(Excerpts of pointing data)
[start]

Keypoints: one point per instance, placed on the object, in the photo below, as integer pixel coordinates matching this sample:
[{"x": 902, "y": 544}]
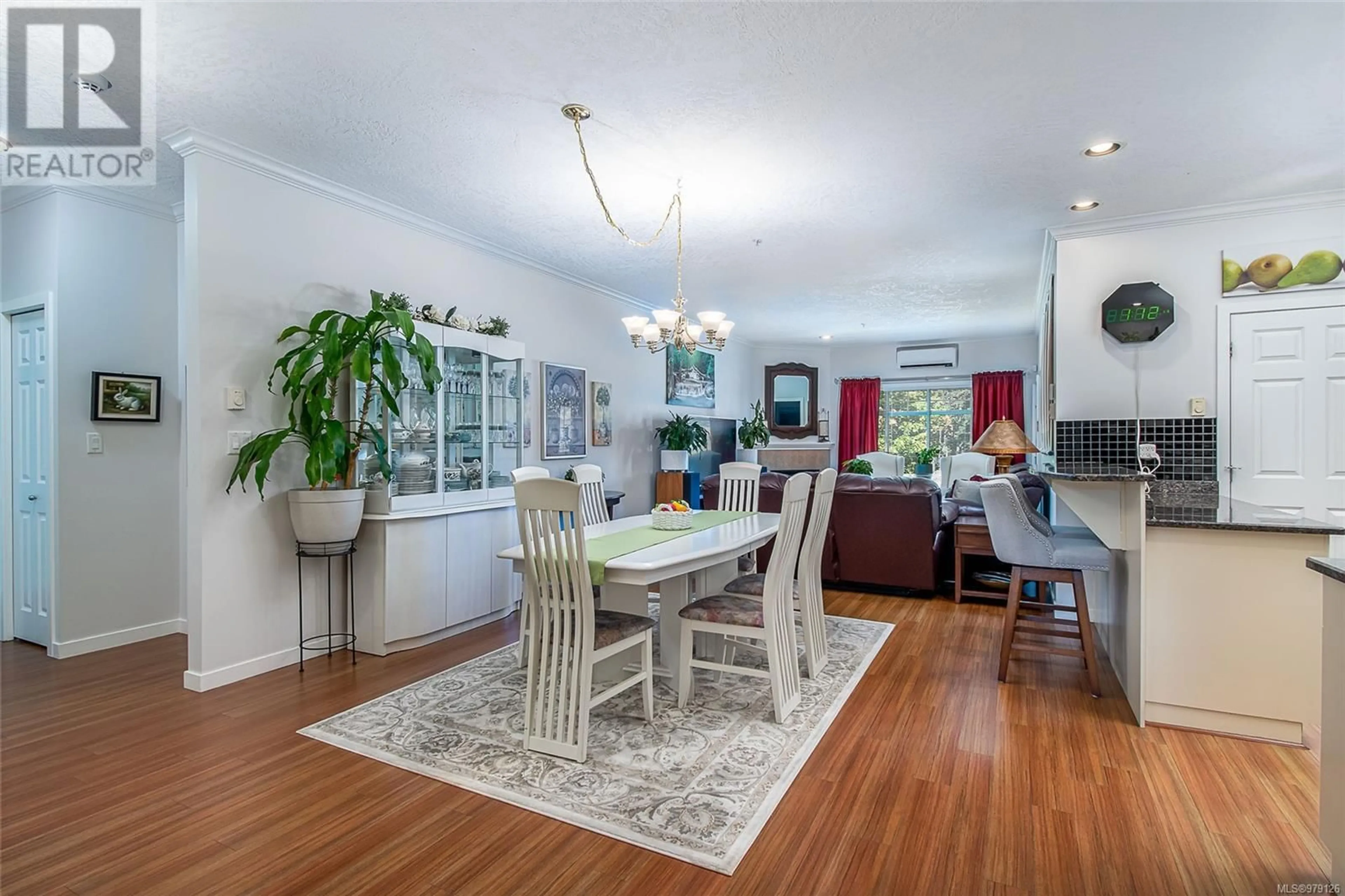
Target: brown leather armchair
[{"x": 885, "y": 533}]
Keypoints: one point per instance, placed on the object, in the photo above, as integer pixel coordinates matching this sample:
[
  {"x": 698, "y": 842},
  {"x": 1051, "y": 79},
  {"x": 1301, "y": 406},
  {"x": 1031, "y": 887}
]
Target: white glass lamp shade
[
  {"x": 711, "y": 319},
  {"x": 666, "y": 318}
]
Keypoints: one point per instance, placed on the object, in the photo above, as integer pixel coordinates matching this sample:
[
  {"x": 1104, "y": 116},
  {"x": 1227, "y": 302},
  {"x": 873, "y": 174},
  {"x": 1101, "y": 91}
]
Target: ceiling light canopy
[
  {"x": 670, "y": 328},
  {"x": 1102, "y": 150}
]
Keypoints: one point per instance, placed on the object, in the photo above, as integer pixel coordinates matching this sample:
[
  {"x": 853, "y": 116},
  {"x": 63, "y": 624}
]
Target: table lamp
[{"x": 1004, "y": 439}]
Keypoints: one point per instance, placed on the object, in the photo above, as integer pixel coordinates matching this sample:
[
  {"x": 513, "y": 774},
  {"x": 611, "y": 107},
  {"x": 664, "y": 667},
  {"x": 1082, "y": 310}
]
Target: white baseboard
[
  {"x": 247, "y": 669},
  {"x": 67, "y": 649}
]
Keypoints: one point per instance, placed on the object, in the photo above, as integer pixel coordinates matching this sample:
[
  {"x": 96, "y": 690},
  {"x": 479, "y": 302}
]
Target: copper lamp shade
[{"x": 1004, "y": 439}]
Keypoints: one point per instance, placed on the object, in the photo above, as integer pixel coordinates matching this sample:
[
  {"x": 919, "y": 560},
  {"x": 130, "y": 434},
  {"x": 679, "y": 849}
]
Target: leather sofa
[{"x": 884, "y": 533}]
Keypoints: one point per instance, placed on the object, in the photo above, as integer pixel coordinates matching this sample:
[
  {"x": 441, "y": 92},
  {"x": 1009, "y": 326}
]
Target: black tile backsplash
[{"x": 1185, "y": 444}]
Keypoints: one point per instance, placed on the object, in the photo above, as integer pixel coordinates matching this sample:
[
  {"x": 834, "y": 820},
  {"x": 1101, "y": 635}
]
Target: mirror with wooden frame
[{"x": 791, "y": 400}]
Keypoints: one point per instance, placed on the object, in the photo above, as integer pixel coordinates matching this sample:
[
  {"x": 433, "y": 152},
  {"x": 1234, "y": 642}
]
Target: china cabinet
[{"x": 426, "y": 566}]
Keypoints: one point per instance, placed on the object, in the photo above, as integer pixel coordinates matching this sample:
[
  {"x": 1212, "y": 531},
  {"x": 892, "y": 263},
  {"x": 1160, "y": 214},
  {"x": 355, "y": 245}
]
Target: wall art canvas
[
  {"x": 1292, "y": 266},
  {"x": 564, "y": 412},
  {"x": 126, "y": 397},
  {"x": 690, "y": 379},
  {"x": 602, "y": 415}
]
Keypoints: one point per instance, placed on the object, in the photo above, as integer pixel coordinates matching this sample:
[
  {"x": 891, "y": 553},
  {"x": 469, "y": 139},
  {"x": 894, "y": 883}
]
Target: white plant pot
[
  {"x": 674, "y": 459},
  {"x": 326, "y": 516}
]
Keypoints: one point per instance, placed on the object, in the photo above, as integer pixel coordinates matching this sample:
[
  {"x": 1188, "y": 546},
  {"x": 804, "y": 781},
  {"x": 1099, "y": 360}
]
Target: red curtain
[
  {"x": 996, "y": 396},
  {"x": 860, "y": 418}
]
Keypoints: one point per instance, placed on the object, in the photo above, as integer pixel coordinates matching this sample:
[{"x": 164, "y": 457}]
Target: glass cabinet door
[
  {"x": 413, "y": 444},
  {"x": 505, "y": 418},
  {"x": 464, "y": 426}
]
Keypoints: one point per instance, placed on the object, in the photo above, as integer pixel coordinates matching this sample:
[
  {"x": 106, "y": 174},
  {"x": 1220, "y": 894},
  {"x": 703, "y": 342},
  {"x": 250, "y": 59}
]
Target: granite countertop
[
  {"x": 1328, "y": 567},
  {"x": 1226, "y": 513},
  {"x": 1094, "y": 473}
]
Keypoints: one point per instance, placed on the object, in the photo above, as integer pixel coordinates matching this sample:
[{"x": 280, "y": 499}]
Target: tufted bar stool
[{"x": 1039, "y": 552}]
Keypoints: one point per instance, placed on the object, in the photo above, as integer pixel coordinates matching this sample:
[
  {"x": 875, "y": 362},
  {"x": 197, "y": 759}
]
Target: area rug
[{"x": 697, "y": 785}]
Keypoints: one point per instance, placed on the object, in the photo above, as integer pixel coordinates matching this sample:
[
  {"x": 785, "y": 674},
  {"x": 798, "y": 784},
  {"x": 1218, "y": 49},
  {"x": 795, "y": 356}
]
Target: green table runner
[{"x": 605, "y": 548}]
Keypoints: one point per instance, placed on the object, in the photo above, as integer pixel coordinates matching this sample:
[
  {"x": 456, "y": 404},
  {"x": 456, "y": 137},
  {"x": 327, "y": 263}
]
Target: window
[{"x": 912, "y": 418}]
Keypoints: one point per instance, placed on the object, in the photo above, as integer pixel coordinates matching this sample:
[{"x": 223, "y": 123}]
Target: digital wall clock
[{"x": 1137, "y": 312}]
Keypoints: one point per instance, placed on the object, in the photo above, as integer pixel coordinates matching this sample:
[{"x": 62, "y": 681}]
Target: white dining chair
[
  {"x": 568, "y": 635},
  {"x": 965, "y": 466},
  {"x": 589, "y": 478},
  {"x": 807, "y": 587},
  {"x": 768, "y": 619},
  {"x": 740, "y": 489},
  {"x": 885, "y": 463}
]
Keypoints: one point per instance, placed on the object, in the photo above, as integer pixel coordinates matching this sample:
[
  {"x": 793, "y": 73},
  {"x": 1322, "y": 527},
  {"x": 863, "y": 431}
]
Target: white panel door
[
  {"x": 32, "y": 434},
  {"x": 470, "y": 560},
  {"x": 1288, "y": 415}
]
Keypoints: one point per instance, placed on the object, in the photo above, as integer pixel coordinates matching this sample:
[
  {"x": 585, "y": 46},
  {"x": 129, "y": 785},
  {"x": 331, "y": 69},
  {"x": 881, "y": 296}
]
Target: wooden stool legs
[{"x": 1079, "y": 629}]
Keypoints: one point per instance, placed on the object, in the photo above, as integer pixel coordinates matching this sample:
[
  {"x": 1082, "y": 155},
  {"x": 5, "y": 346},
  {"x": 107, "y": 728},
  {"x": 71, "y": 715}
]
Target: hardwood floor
[{"x": 934, "y": 778}]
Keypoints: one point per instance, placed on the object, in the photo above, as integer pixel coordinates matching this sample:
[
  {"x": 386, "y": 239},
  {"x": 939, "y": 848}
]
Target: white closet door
[
  {"x": 1288, "y": 416},
  {"x": 32, "y": 434}
]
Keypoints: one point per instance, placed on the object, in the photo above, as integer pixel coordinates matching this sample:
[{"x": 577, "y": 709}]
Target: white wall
[
  {"x": 1095, "y": 376},
  {"x": 263, "y": 253},
  {"x": 113, "y": 274}
]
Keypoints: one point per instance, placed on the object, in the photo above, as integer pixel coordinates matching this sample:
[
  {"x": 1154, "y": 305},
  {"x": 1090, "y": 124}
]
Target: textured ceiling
[{"x": 876, "y": 171}]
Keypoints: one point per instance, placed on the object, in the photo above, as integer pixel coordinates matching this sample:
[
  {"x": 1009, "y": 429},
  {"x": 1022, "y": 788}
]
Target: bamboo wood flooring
[{"x": 934, "y": 779}]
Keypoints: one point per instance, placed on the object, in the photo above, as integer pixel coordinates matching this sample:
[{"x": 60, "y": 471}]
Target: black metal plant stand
[{"x": 333, "y": 640}]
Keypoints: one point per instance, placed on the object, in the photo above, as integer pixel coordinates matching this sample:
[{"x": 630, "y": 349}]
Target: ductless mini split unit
[{"x": 918, "y": 357}]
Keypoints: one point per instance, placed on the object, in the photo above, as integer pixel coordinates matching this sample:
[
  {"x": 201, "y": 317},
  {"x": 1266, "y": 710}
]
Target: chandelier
[{"x": 670, "y": 326}]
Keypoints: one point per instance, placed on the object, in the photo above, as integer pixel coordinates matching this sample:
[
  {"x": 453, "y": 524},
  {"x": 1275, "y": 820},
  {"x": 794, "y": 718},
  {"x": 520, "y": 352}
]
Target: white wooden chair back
[
  {"x": 778, "y": 597},
  {"x": 810, "y": 574},
  {"x": 592, "y": 504},
  {"x": 560, "y": 595},
  {"x": 740, "y": 486}
]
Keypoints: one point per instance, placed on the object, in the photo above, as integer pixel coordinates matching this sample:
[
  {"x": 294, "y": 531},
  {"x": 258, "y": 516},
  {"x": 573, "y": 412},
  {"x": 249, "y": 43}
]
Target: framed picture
[
  {"x": 602, "y": 415},
  {"x": 564, "y": 412},
  {"x": 690, "y": 379},
  {"x": 1286, "y": 266},
  {"x": 126, "y": 397}
]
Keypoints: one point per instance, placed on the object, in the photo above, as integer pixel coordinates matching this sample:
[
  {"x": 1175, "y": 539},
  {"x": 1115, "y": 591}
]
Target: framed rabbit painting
[{"x": 126, "y": 397}]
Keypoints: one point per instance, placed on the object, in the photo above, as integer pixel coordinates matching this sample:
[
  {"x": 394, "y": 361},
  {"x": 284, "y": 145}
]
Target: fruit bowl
[{"x": 672, "y": 516}]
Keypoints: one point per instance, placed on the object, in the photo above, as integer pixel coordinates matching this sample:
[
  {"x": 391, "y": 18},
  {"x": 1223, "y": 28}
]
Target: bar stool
[{"x": 1037, "y": 552}]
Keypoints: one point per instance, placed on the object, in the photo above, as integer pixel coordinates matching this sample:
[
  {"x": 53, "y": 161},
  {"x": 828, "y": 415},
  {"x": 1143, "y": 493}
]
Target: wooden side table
[{"x": 972, "y": 539}]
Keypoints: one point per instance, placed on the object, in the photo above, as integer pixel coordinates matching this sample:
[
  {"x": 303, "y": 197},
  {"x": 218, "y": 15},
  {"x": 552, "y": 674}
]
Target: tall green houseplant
[{"x": 310, "y": 374}]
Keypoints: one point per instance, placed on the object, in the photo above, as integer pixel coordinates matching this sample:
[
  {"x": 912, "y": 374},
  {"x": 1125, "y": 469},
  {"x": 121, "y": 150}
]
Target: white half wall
[
  {"x": 1095, "y": 376},
  {"x": 265, "y": 247}
]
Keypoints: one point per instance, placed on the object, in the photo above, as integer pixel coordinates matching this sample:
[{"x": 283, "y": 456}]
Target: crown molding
[
  {"x": 101, "y": 195},
  {"x": 1300, "y": 202},
  {"x": 190, "y": 142}
]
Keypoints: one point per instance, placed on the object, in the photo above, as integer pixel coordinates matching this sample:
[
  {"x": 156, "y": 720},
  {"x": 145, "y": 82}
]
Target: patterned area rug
[{"x": 697, "y": 785}]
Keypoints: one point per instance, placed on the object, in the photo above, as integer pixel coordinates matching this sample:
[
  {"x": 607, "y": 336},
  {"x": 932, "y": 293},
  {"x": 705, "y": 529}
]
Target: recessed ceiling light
[{"x": 1102, "y": 150}]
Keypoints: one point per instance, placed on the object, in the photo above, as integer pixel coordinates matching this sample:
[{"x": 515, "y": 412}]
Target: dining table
[{"x": 687, "y": 567}]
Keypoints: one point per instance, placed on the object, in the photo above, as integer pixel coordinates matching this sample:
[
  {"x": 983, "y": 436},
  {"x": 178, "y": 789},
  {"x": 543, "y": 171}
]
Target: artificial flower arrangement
[{"x": 676, "y": 515}]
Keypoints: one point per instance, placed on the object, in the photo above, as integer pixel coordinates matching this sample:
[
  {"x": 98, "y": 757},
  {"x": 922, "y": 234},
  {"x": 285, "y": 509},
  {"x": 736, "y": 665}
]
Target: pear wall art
[{"x": 1282, "y": 267}]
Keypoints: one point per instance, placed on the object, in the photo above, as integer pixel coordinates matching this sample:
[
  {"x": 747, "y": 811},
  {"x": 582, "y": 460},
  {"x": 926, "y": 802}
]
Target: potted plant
[
  {"x": 752, "y": 434},
  {"x": 925, "y": 461},
  {"x": 310, "y": 374},
  {"x": 680, "y": 436}
]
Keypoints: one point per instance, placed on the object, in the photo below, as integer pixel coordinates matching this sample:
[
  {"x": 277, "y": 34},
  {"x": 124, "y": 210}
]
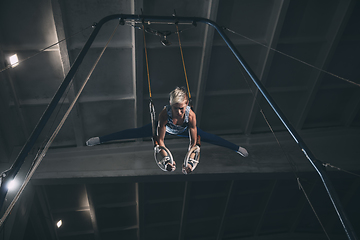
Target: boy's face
[{"x": 178, "y": 109}]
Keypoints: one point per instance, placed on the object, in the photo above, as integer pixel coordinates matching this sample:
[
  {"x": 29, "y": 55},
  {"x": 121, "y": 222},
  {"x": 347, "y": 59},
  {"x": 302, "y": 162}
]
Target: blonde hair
[{"x": 178, "y": 95}]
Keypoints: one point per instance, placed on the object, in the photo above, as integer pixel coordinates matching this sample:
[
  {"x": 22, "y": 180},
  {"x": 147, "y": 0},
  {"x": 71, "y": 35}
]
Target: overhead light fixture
[
  {"x": 14, "y": 61},
  {"x": 59, "y": 223}
]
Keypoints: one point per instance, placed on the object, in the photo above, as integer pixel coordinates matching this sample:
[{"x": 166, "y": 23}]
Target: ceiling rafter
[
  {"x": 65, "y": 60},
  {"x": 211, "y": 14},
  {"x": 272, "y": 37},
  {"x": 301, "y": 207},
  {"x": 334, "y": 33},
  {"x": 225, "y": 210},
  {"x": 345, "y": 201},
  {"x": 264, "y": 208}
]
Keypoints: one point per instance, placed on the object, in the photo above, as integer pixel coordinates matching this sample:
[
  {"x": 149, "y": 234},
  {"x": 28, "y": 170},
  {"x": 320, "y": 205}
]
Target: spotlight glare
[
  {"x": 14, "y": 61},
  {"x": 59, "y": 223},
  {"x": 12, "y": 184}
]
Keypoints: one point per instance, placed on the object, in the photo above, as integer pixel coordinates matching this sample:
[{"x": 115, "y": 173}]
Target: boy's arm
[{"x": 192, "y": 129}]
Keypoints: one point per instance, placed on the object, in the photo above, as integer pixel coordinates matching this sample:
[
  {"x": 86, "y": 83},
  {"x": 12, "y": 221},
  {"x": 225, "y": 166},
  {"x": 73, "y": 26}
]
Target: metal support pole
[{"x": 174, "y": 19}]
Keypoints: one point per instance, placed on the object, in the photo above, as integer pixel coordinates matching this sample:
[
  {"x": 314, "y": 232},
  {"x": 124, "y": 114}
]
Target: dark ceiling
[{"x": 304, "y": 52}]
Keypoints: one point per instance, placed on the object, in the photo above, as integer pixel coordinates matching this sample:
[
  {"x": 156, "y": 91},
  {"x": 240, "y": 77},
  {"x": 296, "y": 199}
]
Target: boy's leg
[
  {"x": 216, "y": 140},
  {"x": 141, "y": 132}
]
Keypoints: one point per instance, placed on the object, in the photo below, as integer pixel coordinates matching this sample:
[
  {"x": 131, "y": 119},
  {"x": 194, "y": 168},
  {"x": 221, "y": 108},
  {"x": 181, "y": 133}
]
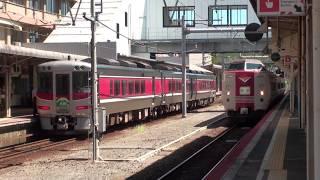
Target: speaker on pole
[{"x": 251, "y": 32}]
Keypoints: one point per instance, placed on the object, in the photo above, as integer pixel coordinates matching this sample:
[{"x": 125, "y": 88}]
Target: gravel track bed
[{"x": 119, "y": 149}]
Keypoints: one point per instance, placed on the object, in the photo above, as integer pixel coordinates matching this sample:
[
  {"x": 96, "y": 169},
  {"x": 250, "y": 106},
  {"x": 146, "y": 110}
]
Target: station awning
[{"x": 30, "y": 52}]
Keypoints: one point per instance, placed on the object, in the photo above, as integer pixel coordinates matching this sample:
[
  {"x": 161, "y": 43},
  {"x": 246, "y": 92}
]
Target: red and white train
[
  {"x": 249, "y": 87},
  {"x": 127, "y": 91}
]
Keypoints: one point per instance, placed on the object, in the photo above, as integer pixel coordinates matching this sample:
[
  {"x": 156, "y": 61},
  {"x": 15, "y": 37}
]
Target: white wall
[{"x": 145, "y": 21}]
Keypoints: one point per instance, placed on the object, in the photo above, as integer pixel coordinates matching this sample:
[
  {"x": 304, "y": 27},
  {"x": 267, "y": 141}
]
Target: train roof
[
  {"x": 256, "y": 61},
  {"x": 63, "y": 65},
  {"x": 121, "y": 63}
]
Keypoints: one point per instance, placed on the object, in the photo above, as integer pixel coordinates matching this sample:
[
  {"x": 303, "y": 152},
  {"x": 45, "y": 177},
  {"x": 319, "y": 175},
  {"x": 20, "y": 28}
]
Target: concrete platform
[
  {"x": 274, "y": 149},
  {"x": 17, "y": 130}
]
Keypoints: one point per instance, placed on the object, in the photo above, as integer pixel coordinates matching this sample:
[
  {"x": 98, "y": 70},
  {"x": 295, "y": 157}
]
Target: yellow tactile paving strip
[{"x": 276, "y": 158}]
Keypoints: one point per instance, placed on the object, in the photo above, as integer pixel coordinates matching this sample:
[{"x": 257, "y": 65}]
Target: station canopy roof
[{"x": 42, "y": 54}]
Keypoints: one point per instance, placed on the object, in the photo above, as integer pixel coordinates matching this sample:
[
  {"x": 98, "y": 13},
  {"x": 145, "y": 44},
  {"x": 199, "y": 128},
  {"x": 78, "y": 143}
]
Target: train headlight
[{"x": 228, "y": 93}]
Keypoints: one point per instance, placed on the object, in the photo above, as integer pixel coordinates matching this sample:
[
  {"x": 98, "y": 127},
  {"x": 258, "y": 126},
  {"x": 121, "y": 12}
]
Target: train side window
[
  {"x": 117, "y": 87},
  {"x": 143, "y": 87},
  {"x": 137, "y": 86},
  {"x": 131, "y": 87},
  {"x": 111, "y": 87},
  {"x": 173, "y": 85},
  {"x": 124, "y": 87}
]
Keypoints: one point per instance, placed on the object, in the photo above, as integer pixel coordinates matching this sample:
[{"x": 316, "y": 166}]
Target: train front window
[
  {"x": 62, "y": 85},
  {"x": 80, "y": 85},
  {"x": 45, "y": 85},
  {"x": 252, "y": 66},
  {"x": 236, "y": 66}
]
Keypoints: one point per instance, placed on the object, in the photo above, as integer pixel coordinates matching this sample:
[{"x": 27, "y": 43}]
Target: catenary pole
[
  {"x": 94, "y": 81},
  {"x": 183, "y": 58}
]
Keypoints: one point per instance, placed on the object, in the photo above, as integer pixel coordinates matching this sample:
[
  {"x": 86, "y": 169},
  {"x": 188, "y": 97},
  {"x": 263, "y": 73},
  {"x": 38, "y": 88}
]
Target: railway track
[
  {"x": 13, "y": 155},
  {"x": 205, "y": 159}
]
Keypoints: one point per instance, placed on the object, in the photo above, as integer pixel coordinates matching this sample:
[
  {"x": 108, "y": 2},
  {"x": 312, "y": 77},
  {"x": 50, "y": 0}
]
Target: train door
[
  {"x": 62, "y": 93},
  {"x": 163, "y": 88},
  {"x": 2, "y": 95}
]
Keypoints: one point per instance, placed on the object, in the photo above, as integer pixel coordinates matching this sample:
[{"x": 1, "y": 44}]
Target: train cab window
[
  {"x": 62, "y": 85},
  {"x": 252, "y": 66},
  {"x": 177, "y": 85},
  {"x": 173, "y": 85},
  {"x": 188, "y": 85},
  {"x": 124, "y": 87},
  {"x": 80, "y": 85},
  {"x": 131, "y": 87},
  {"x": 236, "y": 66},
  {"x": 45, "y": 82},
  {"x": 111, "y": 88},
  {"x": 170, "y": 85},
  {"x": 143, "y": 87},
  {"x": 137, "y": 86},
  {"x": 117, "y": 87}
]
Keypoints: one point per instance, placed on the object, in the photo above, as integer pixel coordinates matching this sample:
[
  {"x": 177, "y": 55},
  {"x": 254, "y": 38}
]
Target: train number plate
[{"x": 245, "y": 90}]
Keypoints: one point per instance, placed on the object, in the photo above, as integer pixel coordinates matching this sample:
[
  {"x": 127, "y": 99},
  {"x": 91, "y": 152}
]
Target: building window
[
  {"x": 33, "y": 36},
  {"x": 34, "y": 4},
  {"x": 64, "y": 7},
  {"x": 16, "y": 37},
  {"x": 118, "y": 30},
  {"x": 17, "y": 1},
  {"x": 173, "y": 15},
  {"x": 238, "y": 15},
  {"x": 117, "y": 87},
  {"x": 235, "y": 15},
  {"x": 51, "y": 6}
]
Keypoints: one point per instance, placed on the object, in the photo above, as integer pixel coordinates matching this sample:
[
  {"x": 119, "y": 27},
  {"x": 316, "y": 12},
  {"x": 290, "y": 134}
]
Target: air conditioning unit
[{"x": 17, "y": 43}]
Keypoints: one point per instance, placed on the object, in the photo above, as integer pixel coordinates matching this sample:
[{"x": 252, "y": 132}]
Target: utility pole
[
  {"x": 94, "y": 82},
  {"x": 183, "y": 58},
  {"x": 94, "y": 79}
]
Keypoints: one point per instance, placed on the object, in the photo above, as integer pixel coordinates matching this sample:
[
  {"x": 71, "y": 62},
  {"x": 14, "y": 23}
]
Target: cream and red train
[
  {"x": 126, "y": 93},
  {"x": 249, "y": 87}
]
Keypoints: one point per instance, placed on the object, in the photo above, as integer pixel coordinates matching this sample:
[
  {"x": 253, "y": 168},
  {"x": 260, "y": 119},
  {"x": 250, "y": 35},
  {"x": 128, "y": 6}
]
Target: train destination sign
[{"x": 281, "y": 7}]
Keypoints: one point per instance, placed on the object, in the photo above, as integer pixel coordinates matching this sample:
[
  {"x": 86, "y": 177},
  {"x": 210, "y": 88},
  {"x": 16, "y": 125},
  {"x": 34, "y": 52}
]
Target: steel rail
[{"x": 197, "y": 153}]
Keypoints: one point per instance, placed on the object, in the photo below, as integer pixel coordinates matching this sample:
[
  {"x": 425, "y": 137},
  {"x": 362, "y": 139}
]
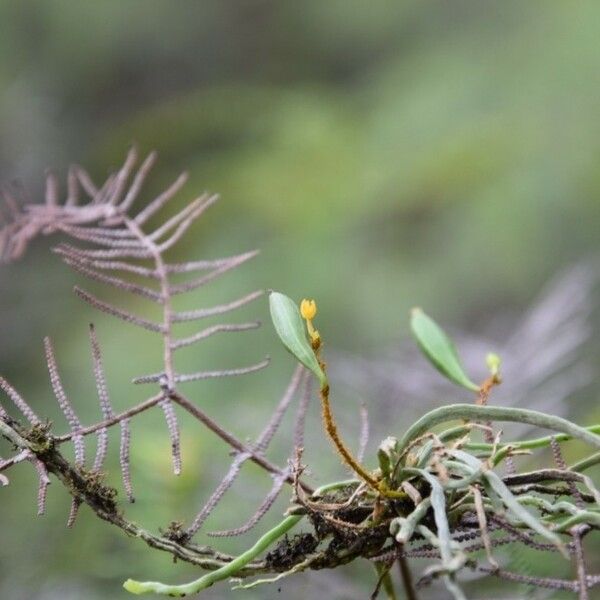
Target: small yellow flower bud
[{"x": 308, "y": 309}]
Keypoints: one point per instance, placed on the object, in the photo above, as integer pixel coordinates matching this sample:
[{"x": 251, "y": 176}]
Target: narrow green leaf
[
  {"x": 291, "y": 330},
  {"x": 439, "y": 349}
]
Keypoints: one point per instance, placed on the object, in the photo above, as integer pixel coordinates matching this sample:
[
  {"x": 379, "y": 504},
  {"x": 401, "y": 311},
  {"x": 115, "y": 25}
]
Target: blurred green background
[{"x": 380, "y": 154}]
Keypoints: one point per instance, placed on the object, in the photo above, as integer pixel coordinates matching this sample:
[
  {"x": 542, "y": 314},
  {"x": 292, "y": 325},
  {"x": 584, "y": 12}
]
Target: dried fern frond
[{"x": 111, "y": 244}]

[end]

Pick out every line of the listing above that contains the word "side", and copy each one.

ANSWER TO THE TASK
Target: wooden side table
Target: train side window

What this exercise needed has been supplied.